* **What the exercise asks**:
Search the data for the word "object" and copy every line where it occurs.

* **Data records**:
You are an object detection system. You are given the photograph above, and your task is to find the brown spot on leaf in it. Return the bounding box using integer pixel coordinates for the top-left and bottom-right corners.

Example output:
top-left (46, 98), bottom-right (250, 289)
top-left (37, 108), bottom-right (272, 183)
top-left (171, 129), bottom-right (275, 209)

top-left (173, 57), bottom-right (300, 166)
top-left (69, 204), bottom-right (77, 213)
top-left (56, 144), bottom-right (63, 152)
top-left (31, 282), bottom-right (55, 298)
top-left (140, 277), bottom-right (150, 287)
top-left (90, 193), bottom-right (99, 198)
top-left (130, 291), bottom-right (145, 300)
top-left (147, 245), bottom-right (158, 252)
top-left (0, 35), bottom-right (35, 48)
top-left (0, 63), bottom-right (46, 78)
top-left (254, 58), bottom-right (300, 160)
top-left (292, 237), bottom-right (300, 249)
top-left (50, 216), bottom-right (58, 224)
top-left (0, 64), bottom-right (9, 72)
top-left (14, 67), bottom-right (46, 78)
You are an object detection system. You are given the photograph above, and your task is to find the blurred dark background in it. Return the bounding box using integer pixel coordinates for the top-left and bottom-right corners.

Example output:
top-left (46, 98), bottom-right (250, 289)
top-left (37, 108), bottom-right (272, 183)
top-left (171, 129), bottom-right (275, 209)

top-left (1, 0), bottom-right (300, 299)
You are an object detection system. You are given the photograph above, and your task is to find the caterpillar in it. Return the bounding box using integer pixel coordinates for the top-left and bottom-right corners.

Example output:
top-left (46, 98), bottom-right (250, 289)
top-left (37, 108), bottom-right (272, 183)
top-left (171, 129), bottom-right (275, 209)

* **Reply**:
You are an object detection system. You are given the photograph above, and your task is to find the brown spot on leaf in it. Return the bounding box using integer pixel coordinates for the top-left and bottom-right corners.
You are an object detection system. You are given the photograph above, and your task is to find the blurred dark background in it. Return the bounding box using integer pixel coordinates for the top-left and bottom-right corners.
You are an object detection system. You are given the photograph above, and your task is to find the caterpillar in it. Return the bounding box using integer pixel coordinates for the top-left and bottom-right corners.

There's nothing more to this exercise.